Render as a numbered list only the part of the entries below that opens with the line containing "Wildlife camera-trap request: tag the herb" and closes with the line containing "point(15, 622)", both lines included and blank lines omitted.
• • • • • • •
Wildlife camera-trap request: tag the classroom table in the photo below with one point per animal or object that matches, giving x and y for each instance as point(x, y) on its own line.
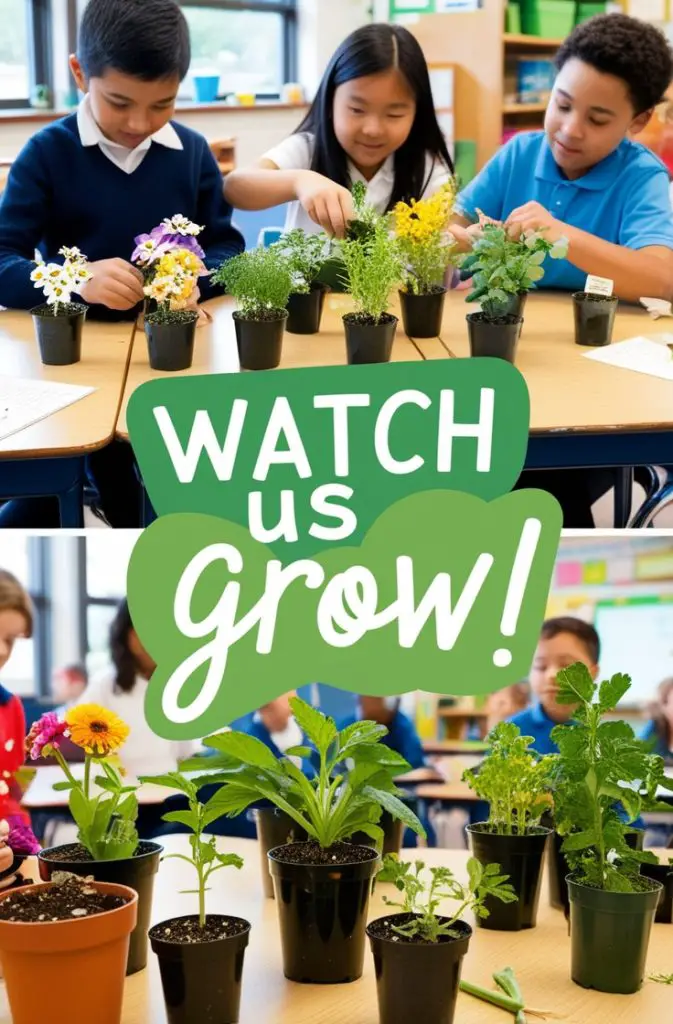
point(583, 414)
point(50, 454)
point(540, 957)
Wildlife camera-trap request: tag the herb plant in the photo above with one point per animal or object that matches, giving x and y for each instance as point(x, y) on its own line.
point(306, 254)
point(422, 898)
point(260, 280)
point(330, 807)
point(205, 858)
point(601, 764)
point(502, 268)
point(513, 780)
point(425, 244)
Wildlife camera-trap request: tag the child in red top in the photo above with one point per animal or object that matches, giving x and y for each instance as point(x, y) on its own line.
point(15, 622)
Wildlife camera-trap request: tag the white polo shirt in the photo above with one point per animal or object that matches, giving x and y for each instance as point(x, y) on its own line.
point(296, 153)
point(127, 160)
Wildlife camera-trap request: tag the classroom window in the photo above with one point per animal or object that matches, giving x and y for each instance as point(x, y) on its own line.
point(251, 46)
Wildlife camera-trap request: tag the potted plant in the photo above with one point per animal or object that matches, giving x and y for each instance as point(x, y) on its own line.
point(171, 261)
point(200, 955)
point(601, 764)
point(426, 249)
point(58, 321)
point(515, 783)
point(418, 953)
point(323, 885)
point(260, 281)
point(503, 271)
point(373, 261)
point(65, 944)
point(594, 318)
point(104, 810)
point(307, 254)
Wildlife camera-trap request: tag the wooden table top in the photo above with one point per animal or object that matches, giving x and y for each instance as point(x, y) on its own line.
point(87, 424)
point(569, 392)
point(540, 957)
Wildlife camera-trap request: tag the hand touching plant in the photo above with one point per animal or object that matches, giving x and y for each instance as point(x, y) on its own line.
point(334, 805)
point(601, 764)
point(205, 857)
point(106, 818)
point(422, 898)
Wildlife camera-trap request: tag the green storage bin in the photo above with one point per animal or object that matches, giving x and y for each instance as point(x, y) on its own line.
point(587, 10)
point(513, 19)
point(548, 18)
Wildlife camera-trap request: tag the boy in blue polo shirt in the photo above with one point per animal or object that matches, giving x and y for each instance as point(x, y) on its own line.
point(103, 175)
point(582, 177)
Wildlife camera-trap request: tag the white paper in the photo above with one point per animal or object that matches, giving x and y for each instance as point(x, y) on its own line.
point(641, 354)
point(24, 402)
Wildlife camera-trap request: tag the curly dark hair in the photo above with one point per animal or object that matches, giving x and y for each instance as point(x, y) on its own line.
point(627, 48)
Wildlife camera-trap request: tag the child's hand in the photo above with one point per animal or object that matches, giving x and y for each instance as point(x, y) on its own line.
point(115, 284)
point(533, 217)
point(326, 203)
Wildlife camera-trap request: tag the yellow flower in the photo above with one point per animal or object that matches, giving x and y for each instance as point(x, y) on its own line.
point(95, 729)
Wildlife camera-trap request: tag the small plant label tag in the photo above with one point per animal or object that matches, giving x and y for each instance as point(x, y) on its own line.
point(598, 286)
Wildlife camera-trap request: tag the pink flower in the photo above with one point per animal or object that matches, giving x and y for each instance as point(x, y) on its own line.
point(47, 732)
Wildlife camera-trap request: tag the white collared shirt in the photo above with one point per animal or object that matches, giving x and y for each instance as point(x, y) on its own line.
point(296, 153)
point(127, 160)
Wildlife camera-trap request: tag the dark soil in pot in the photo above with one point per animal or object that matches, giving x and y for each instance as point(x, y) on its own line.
point(305, 309)
point(520, 857)
point(59, 337)
point(201, 970)
point(260, 340)
point(137, 872)
point(610, 935)
point(369, 340)
point(323, 897)
point(594, 318)
point(416, 980)
point(494, 338)
point(421, 314)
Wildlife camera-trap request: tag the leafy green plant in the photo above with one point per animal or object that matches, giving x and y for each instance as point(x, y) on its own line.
point(205, 858)
point(259, 280)
point(373, 260)
point(601, 764)
point(422, 898)
point(513, 780)
point(306, 254)
point(502, 268)
point(330, 807)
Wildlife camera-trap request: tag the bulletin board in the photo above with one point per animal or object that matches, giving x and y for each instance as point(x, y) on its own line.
point(636, 637)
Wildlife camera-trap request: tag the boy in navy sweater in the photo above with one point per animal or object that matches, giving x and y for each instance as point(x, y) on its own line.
point(103, 175)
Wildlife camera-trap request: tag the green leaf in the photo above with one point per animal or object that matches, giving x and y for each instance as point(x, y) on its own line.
point(612, 691)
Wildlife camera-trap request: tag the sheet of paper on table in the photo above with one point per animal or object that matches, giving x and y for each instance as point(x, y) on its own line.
point(644, 355)
point(24, 402)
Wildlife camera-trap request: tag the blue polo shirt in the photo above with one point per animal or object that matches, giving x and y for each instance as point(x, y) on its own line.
point(624, 199)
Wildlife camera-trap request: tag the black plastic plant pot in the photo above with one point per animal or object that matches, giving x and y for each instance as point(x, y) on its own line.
point(201, 981)
point(610, 935)
point(368, 341)
point(416, 981)
point(59, 337)
point(305, 309)
point(323, 915)
point(137, 872)
point(421, 314)
point(494, 338)
point(664, 875)
point(170, 344)
point(259, 341)
point(275, 827)
point(520, 857)
point(594, 318)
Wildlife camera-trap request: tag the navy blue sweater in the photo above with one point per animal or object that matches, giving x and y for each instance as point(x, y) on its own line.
point(59, 193)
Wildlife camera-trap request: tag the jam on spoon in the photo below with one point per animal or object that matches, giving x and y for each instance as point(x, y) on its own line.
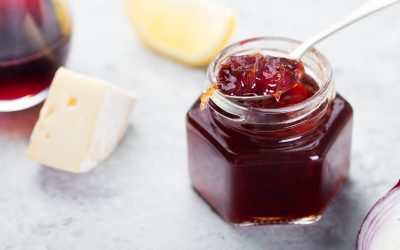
point(256, 75)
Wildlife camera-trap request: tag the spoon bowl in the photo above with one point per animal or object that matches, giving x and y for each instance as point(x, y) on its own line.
point(365, 10)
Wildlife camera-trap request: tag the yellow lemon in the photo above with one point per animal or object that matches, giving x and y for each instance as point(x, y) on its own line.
point(190, 31)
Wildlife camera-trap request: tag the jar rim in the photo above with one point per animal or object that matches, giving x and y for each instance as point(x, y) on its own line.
point(322, 91)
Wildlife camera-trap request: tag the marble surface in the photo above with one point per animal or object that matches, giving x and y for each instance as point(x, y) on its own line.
point(141, 198)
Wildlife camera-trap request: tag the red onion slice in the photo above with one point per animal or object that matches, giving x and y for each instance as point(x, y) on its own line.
point(381, 228)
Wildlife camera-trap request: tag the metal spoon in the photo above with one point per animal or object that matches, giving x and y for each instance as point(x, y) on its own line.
point(365, 10)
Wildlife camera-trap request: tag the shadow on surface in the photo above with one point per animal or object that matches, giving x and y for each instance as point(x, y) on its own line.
point(19, 123)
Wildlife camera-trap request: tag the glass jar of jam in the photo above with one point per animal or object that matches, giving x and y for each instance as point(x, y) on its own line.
point(264, 163)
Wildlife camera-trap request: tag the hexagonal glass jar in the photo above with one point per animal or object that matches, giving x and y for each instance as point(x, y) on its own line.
point(264, 166)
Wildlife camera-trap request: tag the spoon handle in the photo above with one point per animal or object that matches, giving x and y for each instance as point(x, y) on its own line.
point(368, 8)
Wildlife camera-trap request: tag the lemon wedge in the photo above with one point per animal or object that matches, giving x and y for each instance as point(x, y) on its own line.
point(189, 31)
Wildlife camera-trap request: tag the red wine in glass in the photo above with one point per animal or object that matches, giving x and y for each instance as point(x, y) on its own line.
point(34, 43)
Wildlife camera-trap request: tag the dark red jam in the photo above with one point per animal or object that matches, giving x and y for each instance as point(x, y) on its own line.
point(257, 75)
point(262, 173)
point(34, 42)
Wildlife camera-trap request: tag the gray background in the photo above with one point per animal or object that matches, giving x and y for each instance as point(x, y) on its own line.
point(141, 198)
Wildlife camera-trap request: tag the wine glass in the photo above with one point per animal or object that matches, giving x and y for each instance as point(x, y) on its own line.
point(34, 43)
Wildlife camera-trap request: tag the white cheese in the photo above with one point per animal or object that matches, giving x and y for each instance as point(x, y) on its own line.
point(81, 122)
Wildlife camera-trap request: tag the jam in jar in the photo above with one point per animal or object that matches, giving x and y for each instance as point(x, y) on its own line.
point(270, 161)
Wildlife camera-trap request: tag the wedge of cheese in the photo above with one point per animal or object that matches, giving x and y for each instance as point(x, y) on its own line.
point(81, 122)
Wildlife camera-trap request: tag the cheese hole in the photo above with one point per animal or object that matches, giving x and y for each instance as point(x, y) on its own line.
point(47, 135)
point(71, 101)
point(49, 111)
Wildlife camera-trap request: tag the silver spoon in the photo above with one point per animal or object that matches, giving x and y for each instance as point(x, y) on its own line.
point(367, 9)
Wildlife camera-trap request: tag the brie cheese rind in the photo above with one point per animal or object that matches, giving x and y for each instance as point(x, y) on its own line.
point(81, 123)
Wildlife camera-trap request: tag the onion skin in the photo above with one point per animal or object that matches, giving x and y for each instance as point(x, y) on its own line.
point(376, 218)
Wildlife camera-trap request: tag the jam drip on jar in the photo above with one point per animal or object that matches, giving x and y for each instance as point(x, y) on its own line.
point(259, 75)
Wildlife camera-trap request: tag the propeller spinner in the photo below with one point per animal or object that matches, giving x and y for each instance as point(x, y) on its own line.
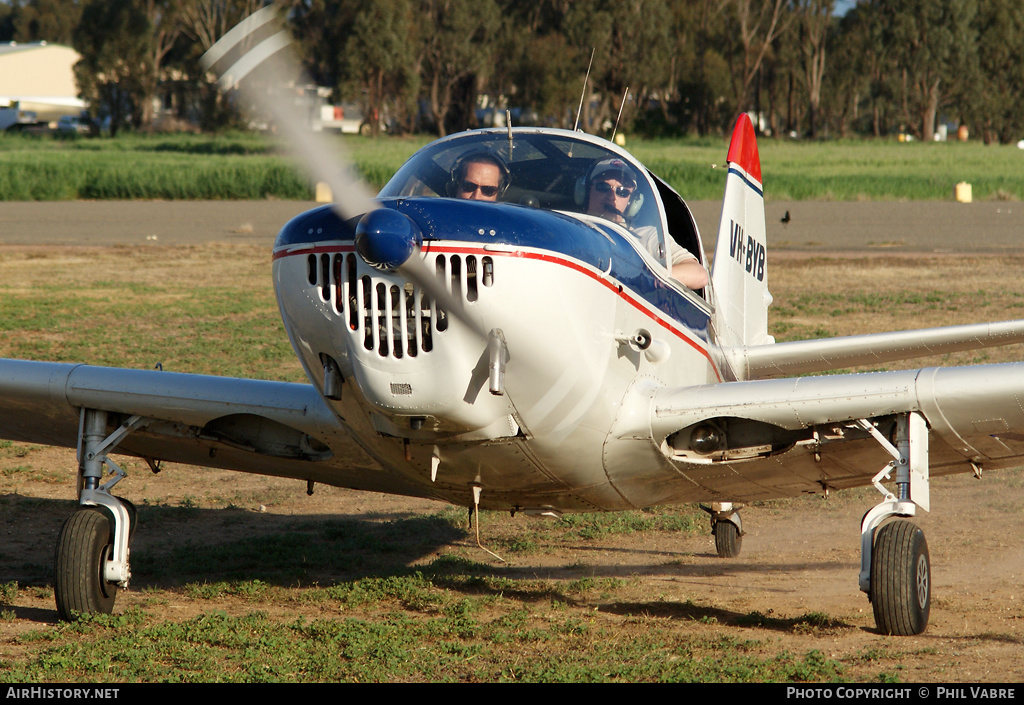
point(388, 239)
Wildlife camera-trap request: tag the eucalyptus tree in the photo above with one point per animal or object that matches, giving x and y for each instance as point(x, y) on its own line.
point(934, 48)
point(456, 52)
point(380, 56)
point(995, 99)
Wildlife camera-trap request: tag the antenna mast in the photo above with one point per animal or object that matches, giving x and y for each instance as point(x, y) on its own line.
point(584, 95)
point(617, 117)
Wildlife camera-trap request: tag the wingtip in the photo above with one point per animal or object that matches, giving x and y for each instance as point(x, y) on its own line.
point(743, 148)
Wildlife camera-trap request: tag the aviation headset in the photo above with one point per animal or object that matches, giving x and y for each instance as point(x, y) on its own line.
point(455, 175)
point(583, 184)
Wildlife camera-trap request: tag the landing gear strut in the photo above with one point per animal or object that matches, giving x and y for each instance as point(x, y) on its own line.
point(895, 566)
point(91, 557)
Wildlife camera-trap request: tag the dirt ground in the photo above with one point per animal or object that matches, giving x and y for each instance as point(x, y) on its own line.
point(798, 557)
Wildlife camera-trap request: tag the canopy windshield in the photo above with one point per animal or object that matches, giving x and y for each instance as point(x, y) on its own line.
point(546, 169)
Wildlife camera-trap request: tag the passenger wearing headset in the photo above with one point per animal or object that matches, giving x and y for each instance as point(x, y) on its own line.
point(611, 195)
point(479, 176)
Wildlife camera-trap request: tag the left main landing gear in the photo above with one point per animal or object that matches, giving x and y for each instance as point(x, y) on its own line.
point(726, 528)
point(895, 566)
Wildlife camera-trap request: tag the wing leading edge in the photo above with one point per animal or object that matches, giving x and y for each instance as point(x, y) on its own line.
point(276, 428)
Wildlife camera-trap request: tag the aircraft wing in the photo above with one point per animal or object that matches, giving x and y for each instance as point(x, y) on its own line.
point(266, 427)
point(783, 437)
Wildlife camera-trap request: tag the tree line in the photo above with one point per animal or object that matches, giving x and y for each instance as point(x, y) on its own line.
point(655, 67)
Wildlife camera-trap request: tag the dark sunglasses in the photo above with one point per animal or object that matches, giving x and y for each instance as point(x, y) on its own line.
point(604, 188)
point(468, 188)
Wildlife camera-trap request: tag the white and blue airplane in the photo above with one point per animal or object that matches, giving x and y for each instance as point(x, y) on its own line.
point(529, 349)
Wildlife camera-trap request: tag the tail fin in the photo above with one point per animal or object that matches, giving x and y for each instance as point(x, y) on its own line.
point(739, 277)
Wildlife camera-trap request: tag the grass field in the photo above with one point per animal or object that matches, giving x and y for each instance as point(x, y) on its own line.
point(247, 166)
point(396, 597)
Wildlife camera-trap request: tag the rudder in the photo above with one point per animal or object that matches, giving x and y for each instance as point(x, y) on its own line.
point(739, 277)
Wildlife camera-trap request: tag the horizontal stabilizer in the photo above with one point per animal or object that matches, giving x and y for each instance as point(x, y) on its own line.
point(975, 410)
point(809, 357)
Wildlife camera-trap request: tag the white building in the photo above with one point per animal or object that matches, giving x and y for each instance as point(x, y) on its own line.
point(40, 77)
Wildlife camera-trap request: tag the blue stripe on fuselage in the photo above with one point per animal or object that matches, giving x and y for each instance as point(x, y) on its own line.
point(502, 223)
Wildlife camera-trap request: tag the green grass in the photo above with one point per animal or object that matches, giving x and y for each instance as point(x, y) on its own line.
point(249, 166)
point(431, 625)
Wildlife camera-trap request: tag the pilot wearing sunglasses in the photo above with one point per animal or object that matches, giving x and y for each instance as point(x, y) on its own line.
point(479, 176)
point(611, 195)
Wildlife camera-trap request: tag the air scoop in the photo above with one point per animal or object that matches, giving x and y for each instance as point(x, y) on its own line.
point(386, 239)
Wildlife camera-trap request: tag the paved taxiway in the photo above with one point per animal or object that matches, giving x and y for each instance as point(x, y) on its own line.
point(988, 227)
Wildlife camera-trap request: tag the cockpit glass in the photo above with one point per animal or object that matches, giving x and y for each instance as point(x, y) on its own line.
point(545, 170)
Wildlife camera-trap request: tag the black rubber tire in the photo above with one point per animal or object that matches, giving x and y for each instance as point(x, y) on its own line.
point(901, 579)
point(727, 539)
point(85, 542)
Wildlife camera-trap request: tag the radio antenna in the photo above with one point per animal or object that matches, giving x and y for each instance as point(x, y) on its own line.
point(584, 95)
point(617, 117)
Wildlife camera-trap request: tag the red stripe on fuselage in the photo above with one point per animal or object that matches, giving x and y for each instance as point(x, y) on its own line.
point(636, 302)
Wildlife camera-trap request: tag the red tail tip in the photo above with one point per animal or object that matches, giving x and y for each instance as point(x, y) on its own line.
point(743, 148)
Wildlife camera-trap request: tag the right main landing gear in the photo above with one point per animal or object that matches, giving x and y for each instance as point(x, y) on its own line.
point(895, 566)
point(901, 583)
point(726, 528)
point(85, 544)
point(91, 557)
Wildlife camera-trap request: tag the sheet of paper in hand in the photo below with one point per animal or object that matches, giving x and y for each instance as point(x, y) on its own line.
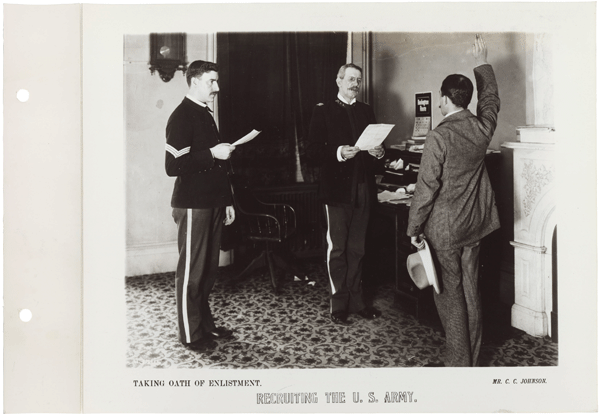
point(247, 138)
point(373, 135)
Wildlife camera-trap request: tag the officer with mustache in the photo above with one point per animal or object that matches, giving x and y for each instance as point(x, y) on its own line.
point(347, 189)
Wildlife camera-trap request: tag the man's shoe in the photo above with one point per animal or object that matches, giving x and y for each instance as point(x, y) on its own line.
point(434, 364)
point(201, 345)
point(220, 333)
point(340, 318)
point(369, 313)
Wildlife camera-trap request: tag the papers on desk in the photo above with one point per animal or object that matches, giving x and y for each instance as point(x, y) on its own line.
point(247, 138)
point(393, 197)
point(373, 135)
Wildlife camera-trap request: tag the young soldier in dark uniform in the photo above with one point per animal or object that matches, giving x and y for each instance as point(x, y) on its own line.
point(347, 188)
point(202, 203)
point(454, 206)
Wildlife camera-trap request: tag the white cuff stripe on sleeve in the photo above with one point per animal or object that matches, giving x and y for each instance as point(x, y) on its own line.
point(176, 153)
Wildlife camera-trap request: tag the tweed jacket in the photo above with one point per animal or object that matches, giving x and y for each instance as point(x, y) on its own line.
point(202, 181)
point(454, 203)
point(330, 128)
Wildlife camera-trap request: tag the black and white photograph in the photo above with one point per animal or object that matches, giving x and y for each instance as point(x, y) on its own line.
point(318, 207)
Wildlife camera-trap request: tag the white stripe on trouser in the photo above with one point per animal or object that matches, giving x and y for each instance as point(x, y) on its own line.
point(329, 249)
point(186, 278)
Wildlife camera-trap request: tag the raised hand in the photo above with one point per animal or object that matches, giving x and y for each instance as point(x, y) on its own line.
point(480, 50)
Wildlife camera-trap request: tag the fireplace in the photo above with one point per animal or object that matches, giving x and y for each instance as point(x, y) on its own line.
point(534, 231)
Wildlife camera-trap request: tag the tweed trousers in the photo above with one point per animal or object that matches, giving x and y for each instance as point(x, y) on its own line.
point(459, 304)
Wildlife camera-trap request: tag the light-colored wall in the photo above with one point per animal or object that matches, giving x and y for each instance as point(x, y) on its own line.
point(151, 232)
point(407, 63)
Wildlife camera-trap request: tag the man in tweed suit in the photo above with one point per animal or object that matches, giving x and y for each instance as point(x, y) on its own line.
point(454, 207)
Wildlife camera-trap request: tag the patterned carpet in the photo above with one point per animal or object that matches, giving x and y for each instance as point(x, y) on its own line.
point(292, 329)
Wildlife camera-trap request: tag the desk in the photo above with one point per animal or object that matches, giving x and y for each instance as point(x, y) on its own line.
point(407, 295)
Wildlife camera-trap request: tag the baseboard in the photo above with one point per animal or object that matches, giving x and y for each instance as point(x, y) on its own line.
point(151, 258)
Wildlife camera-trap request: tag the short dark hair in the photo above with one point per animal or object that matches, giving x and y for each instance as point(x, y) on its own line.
point(459, 89)
point(197, 68)
point(342, 71)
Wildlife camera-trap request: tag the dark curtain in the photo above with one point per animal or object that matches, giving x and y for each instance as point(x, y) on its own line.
point(271, 82)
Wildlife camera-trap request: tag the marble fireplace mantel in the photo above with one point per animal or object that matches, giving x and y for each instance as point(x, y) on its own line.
point(534, 224)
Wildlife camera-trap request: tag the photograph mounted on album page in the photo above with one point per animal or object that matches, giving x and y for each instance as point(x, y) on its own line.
point(190, 225)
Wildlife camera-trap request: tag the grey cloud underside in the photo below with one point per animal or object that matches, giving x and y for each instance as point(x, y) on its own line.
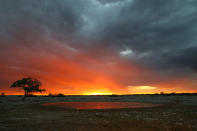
point(161, 33)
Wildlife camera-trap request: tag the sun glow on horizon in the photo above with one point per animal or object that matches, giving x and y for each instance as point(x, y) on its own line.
point(97, 93)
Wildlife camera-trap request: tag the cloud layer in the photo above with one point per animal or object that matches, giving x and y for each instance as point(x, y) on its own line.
point(106, 45)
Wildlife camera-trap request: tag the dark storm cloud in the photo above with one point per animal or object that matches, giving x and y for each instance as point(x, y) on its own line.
point(160, 34)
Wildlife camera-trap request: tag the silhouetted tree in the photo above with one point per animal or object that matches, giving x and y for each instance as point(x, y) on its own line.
point(2, 94)
point(29, 85)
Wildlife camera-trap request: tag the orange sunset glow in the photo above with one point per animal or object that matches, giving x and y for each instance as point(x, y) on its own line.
point(78, 51)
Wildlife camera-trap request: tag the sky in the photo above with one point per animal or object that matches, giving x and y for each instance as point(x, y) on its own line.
point(84, 47)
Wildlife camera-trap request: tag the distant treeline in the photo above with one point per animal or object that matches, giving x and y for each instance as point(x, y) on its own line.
point(113, 95)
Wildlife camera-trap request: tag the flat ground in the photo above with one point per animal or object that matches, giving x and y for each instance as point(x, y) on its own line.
point(173, 115)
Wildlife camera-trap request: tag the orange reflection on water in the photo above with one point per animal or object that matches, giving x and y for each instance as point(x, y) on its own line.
point(99, 105)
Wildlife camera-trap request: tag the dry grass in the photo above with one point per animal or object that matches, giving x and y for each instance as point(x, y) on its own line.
point(171, 117)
• • • • • • •
■ Answer to this exercise
1. Wildlife camera-trap request: tag the herb plant in the photo above with one point per animal or object that matches, giving x and y for each instance as point(x, y) on its own line.
2. point(306, 254)
3. point(422, 898)
4. point(260, 280)
5. point(330, 807)
6. point(205, 858)
7. point(601, 764)
8. point(502, 268)
9. point(513, 780)
10. point(425, 244)
11. Wildlife camera-trap request: tag the child in red top in the photo above with one point per animal or object that matches, giving x and y for each instance as point(x, y) on its own line.
12. point(15, 622)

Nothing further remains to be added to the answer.